## ТЕКСТ ДЛЯ ЧТЕНИЯ

Я с ужасом поняла, что этот талантливый человек живет в общей квартире, в одной комнате на седьмом этаже, без лифта, а эта сердитая женщина — его соседка. Я вошла в комнату и чуть не закричала от неожиданного вида этой комнаты, там стояла тахта, с одной маленькой подушечкой — постель Яхонтова.
В углу комнаты старый письменный стол со стулом. На полу множество книг, а на стене гвоздик, на гвоздике вешалка с носильными вещами.
Владимир Николаевич распахнул окно и сказал: "А правда, Любушка, страшно отсюда упасть!".
Мы начали первую репетицию из "Маскарада", и я забыла об ужасной обстановке. Мы работали, посещали театры, музеи, говорили об искусстве. В 1944 году в декабре в Москве, Яхонтова вызвали в партийную организацию филармонии и заявили ему, что такой артист в Советском Союзе должен вступить в партию, на что Владимир Николаевич ответил, что, вероятно, ему предстоит экзамен на политические темы и он должен готовиться.

## Записи из коллекции для разметки

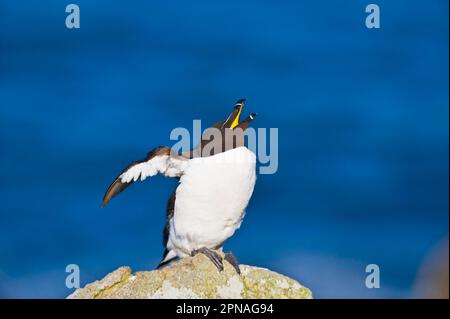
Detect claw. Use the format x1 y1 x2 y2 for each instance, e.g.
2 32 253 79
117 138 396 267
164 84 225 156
191 247 223 272
225 251 241 275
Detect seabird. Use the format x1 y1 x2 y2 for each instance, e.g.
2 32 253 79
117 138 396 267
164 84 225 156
102 99 256 274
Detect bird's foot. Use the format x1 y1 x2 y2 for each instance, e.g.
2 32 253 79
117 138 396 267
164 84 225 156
191 247 223 272
225 251 241 275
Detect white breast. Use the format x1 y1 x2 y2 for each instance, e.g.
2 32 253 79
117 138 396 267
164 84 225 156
168 147 256 256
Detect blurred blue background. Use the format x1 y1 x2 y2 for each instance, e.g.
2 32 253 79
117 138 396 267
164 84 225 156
0 0 449 298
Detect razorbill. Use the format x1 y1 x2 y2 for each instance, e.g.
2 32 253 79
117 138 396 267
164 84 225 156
102 99 256 274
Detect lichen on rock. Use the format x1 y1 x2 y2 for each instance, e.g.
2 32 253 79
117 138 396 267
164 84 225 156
68 254 312 299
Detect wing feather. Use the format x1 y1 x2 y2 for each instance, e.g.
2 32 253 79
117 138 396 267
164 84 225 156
102 146 187 207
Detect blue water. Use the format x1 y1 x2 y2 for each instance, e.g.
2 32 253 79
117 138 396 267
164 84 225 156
0 0 449 298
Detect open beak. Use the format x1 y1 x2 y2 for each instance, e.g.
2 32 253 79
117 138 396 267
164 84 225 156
223 99 245 129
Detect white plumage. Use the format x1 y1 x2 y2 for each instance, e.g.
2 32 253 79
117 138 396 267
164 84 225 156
166 147 256 259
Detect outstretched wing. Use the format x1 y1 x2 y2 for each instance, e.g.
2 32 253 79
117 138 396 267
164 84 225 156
102 146 187 207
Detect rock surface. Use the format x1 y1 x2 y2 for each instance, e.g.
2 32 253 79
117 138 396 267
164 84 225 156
67 254 312 299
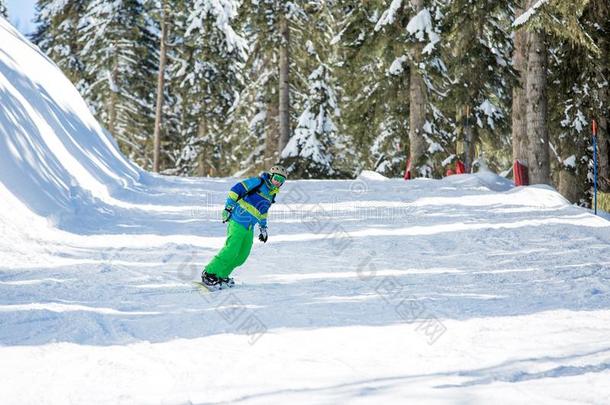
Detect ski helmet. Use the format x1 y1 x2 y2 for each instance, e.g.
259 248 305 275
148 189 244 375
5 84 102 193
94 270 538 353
269 165 288 179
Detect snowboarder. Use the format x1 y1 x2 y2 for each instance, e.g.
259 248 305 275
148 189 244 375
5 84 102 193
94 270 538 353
201 166 287 289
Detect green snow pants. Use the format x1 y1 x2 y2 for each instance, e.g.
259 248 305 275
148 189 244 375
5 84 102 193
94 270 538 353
205 220 254 278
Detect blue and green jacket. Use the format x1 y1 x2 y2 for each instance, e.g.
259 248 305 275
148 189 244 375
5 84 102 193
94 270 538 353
226 173 280 229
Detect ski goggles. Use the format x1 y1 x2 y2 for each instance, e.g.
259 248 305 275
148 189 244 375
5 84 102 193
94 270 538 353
271 174 286 186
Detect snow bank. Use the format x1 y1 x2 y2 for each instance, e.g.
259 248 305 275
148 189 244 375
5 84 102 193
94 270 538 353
357 170 388 181
0 19 146 226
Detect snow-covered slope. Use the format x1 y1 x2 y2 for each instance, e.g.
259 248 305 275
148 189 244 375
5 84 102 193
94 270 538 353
0 18 610 405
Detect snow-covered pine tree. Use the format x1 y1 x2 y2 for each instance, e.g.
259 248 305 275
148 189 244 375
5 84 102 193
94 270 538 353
281 64 338 178
176 0 248 175
375 0 451 177
0 0 8 18
32 0 89 87
230 0 314 174
513 0 596 184
443 0 514 171
330 1 408 176
80 0 158 168
548 1 610 202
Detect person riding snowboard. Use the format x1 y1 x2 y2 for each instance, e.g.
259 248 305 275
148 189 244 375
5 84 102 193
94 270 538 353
201 166 287 288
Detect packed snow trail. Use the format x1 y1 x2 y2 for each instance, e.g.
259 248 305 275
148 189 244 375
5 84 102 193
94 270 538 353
0 174 610 404
0 18 610 405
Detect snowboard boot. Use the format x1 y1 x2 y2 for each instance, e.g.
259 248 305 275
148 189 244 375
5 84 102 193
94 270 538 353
201 271 221 288
219 277 235 288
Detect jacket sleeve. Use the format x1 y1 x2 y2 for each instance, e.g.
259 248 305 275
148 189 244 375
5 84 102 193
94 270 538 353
225 177 260 207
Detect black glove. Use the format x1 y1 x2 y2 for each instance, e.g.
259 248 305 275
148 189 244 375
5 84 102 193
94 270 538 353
258 228 268 243
222 206 233 224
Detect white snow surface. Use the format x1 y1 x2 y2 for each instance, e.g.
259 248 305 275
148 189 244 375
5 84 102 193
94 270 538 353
0 19 610 405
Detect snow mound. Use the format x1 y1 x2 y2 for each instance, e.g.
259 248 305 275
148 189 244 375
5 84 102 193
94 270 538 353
443 170 514 192
0 19 146 227
357 170 389 181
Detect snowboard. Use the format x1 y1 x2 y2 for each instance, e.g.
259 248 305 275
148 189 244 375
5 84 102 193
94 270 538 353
193 281 235 292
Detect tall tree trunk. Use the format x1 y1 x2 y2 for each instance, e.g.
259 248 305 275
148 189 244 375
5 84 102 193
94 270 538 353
512 2 528 166
598 23 610 193
464 106 474 173
526 7 551 184
278 12 290 153
108 56 119 136
265 103 281 167
409 0 428 177
197 118 214 177
153 0 167 173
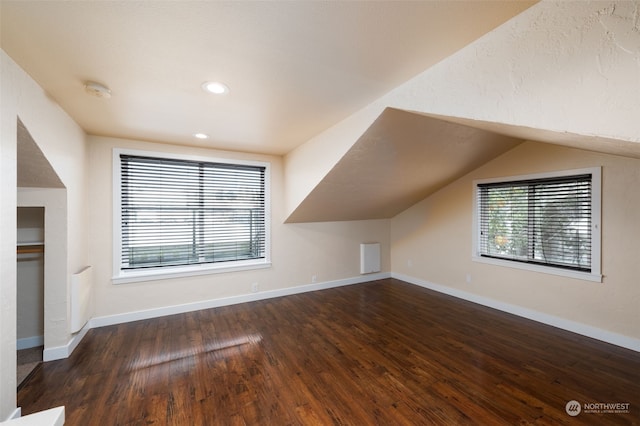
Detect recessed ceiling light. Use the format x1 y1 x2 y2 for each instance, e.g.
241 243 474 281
202 81 229 95
84 81 111 99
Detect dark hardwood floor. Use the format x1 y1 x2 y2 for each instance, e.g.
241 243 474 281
18 279 640 425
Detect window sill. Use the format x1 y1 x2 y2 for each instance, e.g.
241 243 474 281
111 260 271 284
472 256 602 283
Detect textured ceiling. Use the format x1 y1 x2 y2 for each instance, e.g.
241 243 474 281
16 120 64 188
287 108 522 222
0 0 535 154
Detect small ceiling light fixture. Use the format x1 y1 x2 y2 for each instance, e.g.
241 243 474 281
202 81 229 95
84 81 111 99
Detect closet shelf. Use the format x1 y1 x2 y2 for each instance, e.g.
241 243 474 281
17 243 44 254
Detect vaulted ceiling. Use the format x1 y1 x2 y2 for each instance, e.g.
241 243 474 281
0 0 534 155
0 0 536 222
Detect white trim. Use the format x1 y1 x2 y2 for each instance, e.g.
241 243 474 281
471 256 602 283
1 406 65 426
111 148 271 284
42 323 91 361
391 272 640 352
471 167 602 283
16 336 44 350
89 272 391 328
111 259 271 284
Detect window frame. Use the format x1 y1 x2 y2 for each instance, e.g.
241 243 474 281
471 167 602 282
111 148 271 284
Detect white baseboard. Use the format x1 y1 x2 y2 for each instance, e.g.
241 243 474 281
89 272 391 328
391 272 640 352
43 272 391 361
42 323 91 361
16 336 44 350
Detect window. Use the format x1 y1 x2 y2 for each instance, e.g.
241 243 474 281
114 152 268 279
474 168 601 280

## ПОСТАНОВКА ЗАДАЧИ
По отрывку о Яхонтове объясните в одном-двух предложениях, почему, войдя в комнату, она чуть не закричала.

## ВЫПОЛНЕННОЕ УПРАЖНЕНИЕ
Она чуть не закричала от неожиданного вида комнаты: там стояла тахта с одной маленькой подушечкой, которая служила Яхонтову постелью.